_Exercise instructions:_ Print all of the data exactly.

Dataset records Start Marker

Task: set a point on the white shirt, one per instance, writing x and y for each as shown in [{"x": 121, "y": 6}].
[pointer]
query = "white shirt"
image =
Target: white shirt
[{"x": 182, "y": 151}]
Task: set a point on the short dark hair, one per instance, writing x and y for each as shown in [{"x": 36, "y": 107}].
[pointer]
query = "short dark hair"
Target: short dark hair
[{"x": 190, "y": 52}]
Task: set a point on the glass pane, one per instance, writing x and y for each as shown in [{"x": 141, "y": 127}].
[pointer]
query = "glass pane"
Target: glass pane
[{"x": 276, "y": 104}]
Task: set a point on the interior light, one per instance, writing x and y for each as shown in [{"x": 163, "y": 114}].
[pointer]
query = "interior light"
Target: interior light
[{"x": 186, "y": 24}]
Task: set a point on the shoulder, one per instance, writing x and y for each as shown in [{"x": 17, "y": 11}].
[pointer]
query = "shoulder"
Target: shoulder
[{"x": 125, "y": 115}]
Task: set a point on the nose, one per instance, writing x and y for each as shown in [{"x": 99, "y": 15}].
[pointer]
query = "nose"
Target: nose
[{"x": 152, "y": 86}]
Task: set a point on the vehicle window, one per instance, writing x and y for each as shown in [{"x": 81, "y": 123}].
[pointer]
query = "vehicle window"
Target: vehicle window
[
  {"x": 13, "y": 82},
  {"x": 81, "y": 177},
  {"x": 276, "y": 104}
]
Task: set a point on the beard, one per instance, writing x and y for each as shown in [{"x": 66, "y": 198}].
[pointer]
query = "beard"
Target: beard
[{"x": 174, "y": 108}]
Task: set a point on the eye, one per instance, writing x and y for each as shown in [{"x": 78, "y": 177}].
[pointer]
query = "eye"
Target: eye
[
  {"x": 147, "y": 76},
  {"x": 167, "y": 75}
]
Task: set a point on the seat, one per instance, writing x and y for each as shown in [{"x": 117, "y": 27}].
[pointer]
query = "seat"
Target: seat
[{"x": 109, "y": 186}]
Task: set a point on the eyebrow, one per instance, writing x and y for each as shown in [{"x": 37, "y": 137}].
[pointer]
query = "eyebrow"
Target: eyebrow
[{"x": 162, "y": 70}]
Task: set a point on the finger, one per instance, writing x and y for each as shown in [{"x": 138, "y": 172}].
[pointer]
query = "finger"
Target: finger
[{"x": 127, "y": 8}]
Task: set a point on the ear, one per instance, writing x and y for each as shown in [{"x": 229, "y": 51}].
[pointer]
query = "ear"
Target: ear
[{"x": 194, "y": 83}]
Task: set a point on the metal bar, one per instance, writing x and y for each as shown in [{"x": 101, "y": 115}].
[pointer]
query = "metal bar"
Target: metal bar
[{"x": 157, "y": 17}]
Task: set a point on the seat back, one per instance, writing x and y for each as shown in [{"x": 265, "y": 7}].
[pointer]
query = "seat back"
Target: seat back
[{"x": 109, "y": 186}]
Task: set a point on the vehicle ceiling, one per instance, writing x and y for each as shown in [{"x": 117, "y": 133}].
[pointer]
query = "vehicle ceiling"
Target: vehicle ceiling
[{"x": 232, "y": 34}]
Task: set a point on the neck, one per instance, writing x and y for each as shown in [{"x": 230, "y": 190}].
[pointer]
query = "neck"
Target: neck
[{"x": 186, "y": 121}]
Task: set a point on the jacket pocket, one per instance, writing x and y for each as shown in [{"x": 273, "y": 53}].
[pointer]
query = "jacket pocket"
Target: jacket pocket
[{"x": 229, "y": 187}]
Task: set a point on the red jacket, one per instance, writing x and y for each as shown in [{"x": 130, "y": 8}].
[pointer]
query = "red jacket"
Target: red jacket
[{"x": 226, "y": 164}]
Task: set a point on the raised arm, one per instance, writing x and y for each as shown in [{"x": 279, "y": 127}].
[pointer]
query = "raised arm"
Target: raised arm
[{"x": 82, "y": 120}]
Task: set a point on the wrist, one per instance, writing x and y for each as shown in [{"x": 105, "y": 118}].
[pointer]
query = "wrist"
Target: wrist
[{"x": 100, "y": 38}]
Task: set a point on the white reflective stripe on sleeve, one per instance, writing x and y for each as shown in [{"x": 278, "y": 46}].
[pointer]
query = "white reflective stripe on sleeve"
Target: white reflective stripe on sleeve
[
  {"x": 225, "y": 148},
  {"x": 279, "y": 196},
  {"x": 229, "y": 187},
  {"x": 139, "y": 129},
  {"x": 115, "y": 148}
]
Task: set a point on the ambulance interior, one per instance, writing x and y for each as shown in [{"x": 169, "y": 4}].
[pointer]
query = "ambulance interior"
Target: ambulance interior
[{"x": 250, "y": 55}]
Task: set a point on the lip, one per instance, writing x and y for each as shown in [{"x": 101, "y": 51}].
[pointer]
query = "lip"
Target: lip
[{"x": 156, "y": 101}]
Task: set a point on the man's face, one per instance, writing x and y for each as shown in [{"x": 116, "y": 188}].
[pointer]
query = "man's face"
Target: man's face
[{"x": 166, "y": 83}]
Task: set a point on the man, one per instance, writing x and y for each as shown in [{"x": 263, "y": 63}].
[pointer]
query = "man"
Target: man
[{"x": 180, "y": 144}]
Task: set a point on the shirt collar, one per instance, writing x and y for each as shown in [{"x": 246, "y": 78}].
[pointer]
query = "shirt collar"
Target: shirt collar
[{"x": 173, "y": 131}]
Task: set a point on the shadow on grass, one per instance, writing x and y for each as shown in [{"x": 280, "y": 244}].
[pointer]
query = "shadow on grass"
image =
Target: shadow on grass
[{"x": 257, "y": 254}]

Dataset records End Marker

_Task answer:_
Task: set a point on the white shirt, one per instance, writing x and y for each as shown in [{"x": 121, "y": 6}].
[pointer]
query = "white shirt"
image =
Target: white shirt
[{"x": 182, "y": 151}]
Task: set a point on the short dark hair, one per instance, writing x and y for each as shown in [{"x": 36, "y": 107}].
[pointer]
query = "short dark hair"
Target: short dark hair
[{"x": 190, "y": 52}]
Task: set a point on the glass pane, one per instance, writing x and y for each as shown in [{"x": 141, "y": 127}].
[pointer]
query = "glass pane"
Target: glass pane
[{"x": 276, "y": 104}]
Task: set a point on the interior light, one per instance, writing x and y for each as shown in [{"x": 163, "y": 114}].
[pointer]
query = "interior light"
Target: interior light
[{"x": 186, "y": 24}]
Task: set a point on the shoulder, one per instance, writing x and y for each as shown in [{"x": 17, "y": 11}].
[pointer]
query = "shoulder"
Target: shoulder
[{"x": 125, "y": 115}]
Task: set a point on the nose, one per instance, writing x and y for each as shown in [{"x": 99, "y": 15}].
[pointer]
query = "nose"
Target: nose
[{"x": 152, "y": 86}]
Task: set a point on the vehicle window, one per instance, writing x and y for each as shown in [{"x": 81, "y": 123}].
[pointer]
query = "vehicle window"
Target: vehicle window
[
  {"x": 13, "y": 82},
  {"x": 81, "y": 177},
  {"x": 276, "y": 104}
]
Task: set a point on the beard, one per instance, writing x and y for each as shown in [{"x": 66, "y": 198}].
[pointer]
query = "beard"
Target: beard
[{"x": 174, "y": 108}]
Task: set a point on the eye, one per instance, writing x and y for each as shown in [{"x": 78, "y": 177}].
[pointer]
query = "eye"
Target: eye
[
  {"x": 147, "y": 76},
  {"x": 167, "y": 75}
]
Task: set a point on the seat, one per instance, writing x and y for each as shown in [{"x": 117, "y": 27}].
[pointer]
query = "seat"
Target: seat
[{"x": 109, "y": 186}]
Task: set a point on the eyebrow, one per instance, writing x and y for each as shown in [{"x": 37, "y": 137}].
[pointer]
query = "eyebrow"
Target: eyebrow
[{"x": 162, "y": 70}]
Task: set a point on the finger, one per instance, writing x and y for each as shown in [{"x": 138, "y": 172}].
[pointer]
query = "finger"
Target: finger
[{"x": 127, "y": 8}]
Task: set a point on the ear, one per instance, writing x and y for each as shown in [{"x": 229, "y": 51}].
[pointer]
query = "ear"
Target: ear
[{"x": 194, "y": 83}]
Task: set a point on the metal bar, one per instance, writing x and y for each as shown in [{"x": 101, "y": 115}].
[pointer]
query = "metal bar"
Target: metal bar
[{"x": 157, "y": 17}]
Task: set a point on the seat back, one per instance, writing x and y for each as shown in [{"x": 265, "y": 7}].
[pointer]
query = "seat back"
Target: seat back
[{"x": 109, "y": 186}]
Task: set a point on the vehicle ceiling, one per instance, writing x and y for each as shown in [{"x": 117, "y": 133}].
[pointer]
query = "vehicle ceiling"
Target: vehicle ceiling
[{"x": 232, "y": 34}]
Task: set a point on the neck, one per instance, writing x and y for each as shown in [{"x": 230, "y": 190}].
[pointer]
query = "neck"
Target: neck
[{"x": 186, "y": 121}]
Task: set a point on the jacket pocket, one per instance, writing x and y for each as shown in [{"x": 273, "y": 53}].
[pointer]
query = "jacket pocket"
Target: jacket pocket
[{"x": 229, "y": 187}]
Task: set a point on the red jacket, one per instance, writing x and y for each as shown in [{"x": 130, "y": 8}].
[pointer]
query = "red jacket"
Target: red jacket
[{"x": 226, "y": 164}]
Task: set a point on the raised arm, one per instance, writing x and y for each as shown in [{"x": 279, "y": 127}].
[pointer]
query = "raised arm"
Target: raised arm
[{"x": 82, "y": 120}]
Task: set a point on the wrist, one per instance, writing x and y for each as shown in [{"x": 105, "y": 118}].
[pointer]
query = "wrist"
Target: wrist
[{"x": 100, "y": 38}]
Task: set a point on the white reflective stripe on sleeve, one per instance, writing x and y for each as shown in [{"x": 278, "y": 46}].
[pointer]
query = "white reflective stripe on sleeve"
Target: white reflective stripe on sleeve
[
  {"x": 225, "y": 148},
  {"x": 279, "y": 196},
  {"x": 229, "y": 187},
  {"x": 139, "y": 129},
  {"x": 115, "y": 148}
]
Task: set a point on the ambulance interior, one per instance, writing x and y for each as shown in [{"x": 169, "y": 4}].
[pointer]
query = "ambulance interior"
Target: ambulance interior
[{"x": 250, "y": 55}]
Task: set a point on the lip, one per instance, writing x and y for each as shown in [{"x": 101, "y": 51}].
[pointer]
query = "lip"
Target: lip
[{"x": 156, "y": 101}]
Task: set a point on the man's face, one per instance, writing x and y for each as shown in [{"x": 116, "y": 188}].
[pointer]
query = "man's face"
Target: man's face
[{"x": 166, "y": 83}]
Task: set a point on the man, one per instance, writing x and y for each as shown in [{"x": 263, "y": 63}].
[pointer]
query = "man"
Target: man
[{"x": 180, "y": 144}]
Task: set a point on the shirt collar, one per instance, writing x and y for each as shown in [{"x": 246, "y": 78}].
[pointer]
query = "shirt collar"
Target: shirt collar
[{"x": 173, "y": 131}]
Task: set a point on the shadow on grass, one per instance, writing x and y for each as shown in [{"x": 280, "y": 244}].
[pointer]
query = "shadow on grass"
image =
Target: shadow on grass
[{"x": 257, "y": 254}]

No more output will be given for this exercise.